* Start PAGE *
Frequently Asked Questions About a New Federal Salmon Fishing Opportunity in the Lower Copper River

For Immediate Release:
June 16, 2022

In April 2022, the Federal Subsistence Board (Board) adopted Fisheries Proposal FP21-10 to expand the Federal subsistence fishery for salmon into the lower Copper River. On May 19, 2022, the Board adopted Temporary Special Action FSA22-05 which allows the new fishery to open on June 1 for the 2022 season. This fact sheet addresses common questions and concerns about the new fishing opportunity.

Last edited 06/16/2022
Contact Information
Wrangell St. Elias National 
Park and Preserve Superintendent
(907) 822-5234




  1. Why did the Board establish this fishery?

Cordova residents have limited opportunity to harvest Sockeye and Chinook salmon under Federal subsistence regulations. The Federal Subsistence Board adopted Fisheries Proposal FP21-10 at its April 2022 meeting to provide meaningful access and subsistence opportunity for the rural residents of Cordova, citing the rural preference stated in Title VIII of ANILCA and the limited number of fish predicted to be harvested by this fishery.

  1. Why did the Board enact this Temporary Special Action?

A Temporary Special Action is necessary because the newly adopted regulation will not be published in the Federal Register in time for the June 1 start date of this year’s fishery. This Special Action enacts temporary regulations to open the fishery and delegates management authority to the Wrangell-St. Elias National Park and Preserve Superintendent for the 2022 season.

  1. How long will this Temporary Special Action be in effect?

The Temporary Special Action and delegation letter will expire upon publication of the regulations for the new Federal subsistence fishery in the Lower Copper River in the Federal Register. The regulations are expected to be published later this season.

  1. Exactly where does this new Federal fishery take place?

This fishery will take place within the Lower Copper River Area, defined as the area ½ mile above and ½ mile below the Copper River Highway, from the west bank near Mile 27 of the highway to the east bank of the Copper River near Mile 38 (see Figure 1).

  1. Why does the new fishery not begin until June 1?

Given the concern for Chinook Salmon expressed by members of both affected Regional Advisory Councils and from public comments, the start date was delayed until June 1 to allow some escapement of Chinook Salmon before the fishery begins each season.

  1. How many salmon can be harvested in the Federal Subsistence fishery in the Lower Copper River Area?

For a household with 1 person, 15 salmon (other than Pink Salmon) may be taken.  For a household of 2 persons, 30 salmon (other than Pink Salmon) may be taken, plus an additional 10 salmon for each additional person in the household over 2 persons. No more than 5 Chinook Salmon may be taken per household.

In the Prince William Sound Area within Chugach National Forest and in the Copper River drainage downstream of Haley Creek, you may accumulate Federal subsistence fishing harvest limits with harvest limits under State of Alaska sport fishing regulations provided that accumulation of fishing harvest limits does not occur during the same day. Harvest must be reported within 48 hours.
* End PAGE *
* Start DATA EXCERPTS *
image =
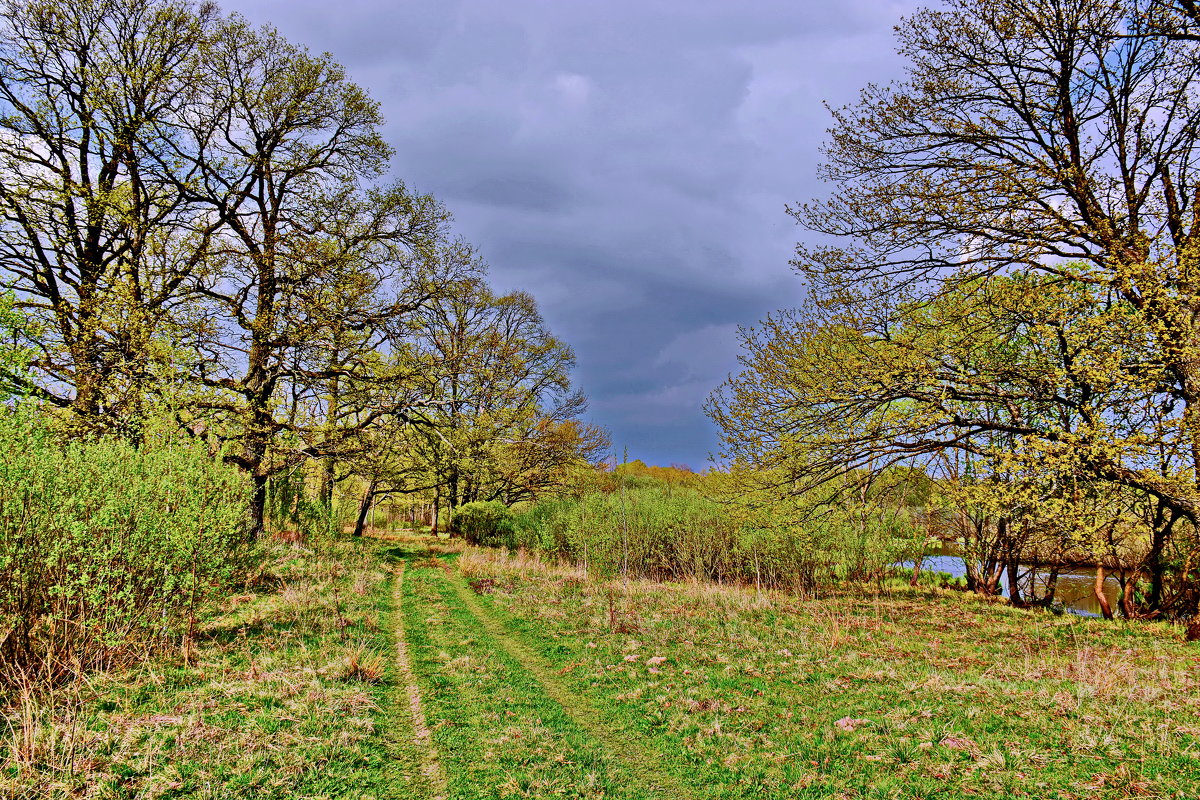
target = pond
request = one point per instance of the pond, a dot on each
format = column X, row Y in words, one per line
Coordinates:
column 1074, row 590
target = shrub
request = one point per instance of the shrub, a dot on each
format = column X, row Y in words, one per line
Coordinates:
column 107, row 551
column 485, row 523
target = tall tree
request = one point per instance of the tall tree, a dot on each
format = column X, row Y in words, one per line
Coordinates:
column 307, row 265
column 95, row 238
column 1031, row 137
column 503, row 420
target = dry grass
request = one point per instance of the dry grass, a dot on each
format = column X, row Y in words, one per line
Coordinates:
column 281, row 699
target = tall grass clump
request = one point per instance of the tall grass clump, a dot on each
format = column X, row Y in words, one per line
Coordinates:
column 648, row 528
column 487, row 523
column 107, row 551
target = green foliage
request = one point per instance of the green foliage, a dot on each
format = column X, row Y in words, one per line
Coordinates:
column 484, row 523
column 107, row 549
column 642, row 525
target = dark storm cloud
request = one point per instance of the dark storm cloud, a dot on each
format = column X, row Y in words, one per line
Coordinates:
column 627, row 162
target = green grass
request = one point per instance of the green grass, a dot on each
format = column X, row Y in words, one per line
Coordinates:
column 868, row 696
column 538, row 681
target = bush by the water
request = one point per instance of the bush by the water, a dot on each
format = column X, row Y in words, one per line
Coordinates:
column 652, row 528
column 107, row 551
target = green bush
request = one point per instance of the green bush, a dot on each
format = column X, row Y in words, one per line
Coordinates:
column 107, row 551
column 485, row 523
column 646, row 528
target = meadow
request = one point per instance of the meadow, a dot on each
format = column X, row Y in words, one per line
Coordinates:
column 412, row 667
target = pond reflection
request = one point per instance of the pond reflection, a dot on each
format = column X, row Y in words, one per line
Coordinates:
column 1074, row 589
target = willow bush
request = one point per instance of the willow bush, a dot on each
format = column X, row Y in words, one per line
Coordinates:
column 107, row 551
column 660, row 531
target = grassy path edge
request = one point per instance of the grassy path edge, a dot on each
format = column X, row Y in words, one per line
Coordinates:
column 617, row 740
column 431, row 764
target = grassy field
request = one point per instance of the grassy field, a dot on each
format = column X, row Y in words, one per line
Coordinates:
column 406, row 668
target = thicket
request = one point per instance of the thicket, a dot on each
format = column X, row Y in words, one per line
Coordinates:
column 652, row 527
column 107, row 551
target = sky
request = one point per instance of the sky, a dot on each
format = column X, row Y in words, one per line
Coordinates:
column 628, row 162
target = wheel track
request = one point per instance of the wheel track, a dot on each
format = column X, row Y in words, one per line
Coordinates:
column 431, row 764
column 619, row 741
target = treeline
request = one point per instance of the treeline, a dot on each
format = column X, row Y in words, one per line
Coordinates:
column 1005, row 295
column 214, row 296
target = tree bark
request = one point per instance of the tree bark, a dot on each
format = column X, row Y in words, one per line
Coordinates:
column 1105, row 608
column 365, row 506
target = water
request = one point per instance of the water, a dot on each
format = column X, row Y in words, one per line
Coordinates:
column 1074, row 590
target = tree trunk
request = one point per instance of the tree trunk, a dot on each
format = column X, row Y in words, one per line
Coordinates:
column 365, row 506
column 1105, row 608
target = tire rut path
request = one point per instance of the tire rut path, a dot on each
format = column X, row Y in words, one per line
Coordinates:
column 618, row 741
column 431, row 764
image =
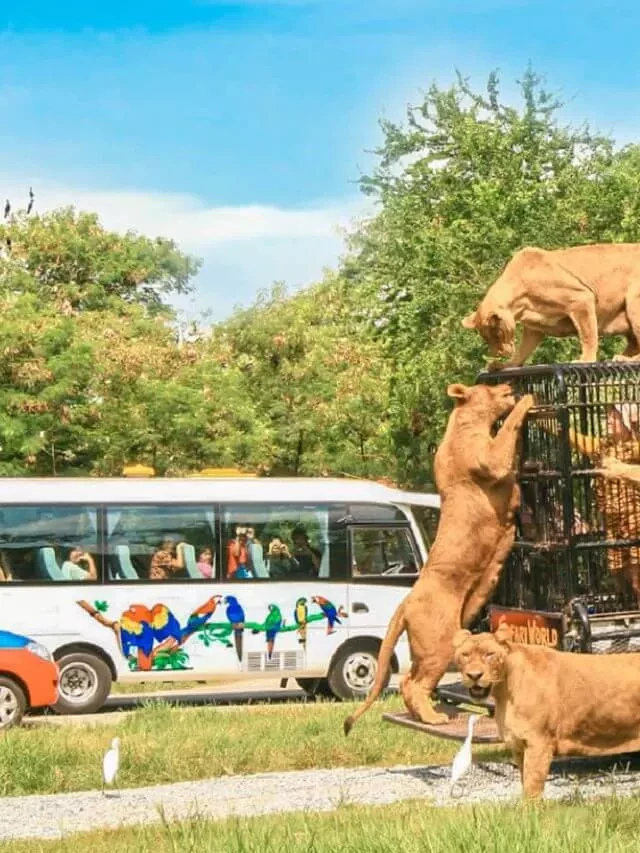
* End DATA EXCERPTS *
■ **WHAT TO DO**
Write out the part of the Copper River salmon FAQ above that begins at the words "1. Exactly where" and ends after the words "Copper River Area?".

■ **FULL ANSWER**
1. Exactly where does this new Federal fishery take place?

This fishery will take place within the Lower Copper River Area, defined as the area ½ mile above and ½ mile below the Copper River Highway, from the west bank near Mile 27 of the highway to the east bank of the Copper River near Mile 38 (see Figure 1).

  1. Why does the new fishery not begin until June 1?

Given the concern for Chinook Salmon expressed by members of both affected Regional Advisory Councils and from public comments, the start date was delayed until June 1 to allow some escapement of Chinook Salmon before the fishery begins each season.

  1. How many salmon can be harvested in the Federal Subsistence fishery in the Lower Copper River Area?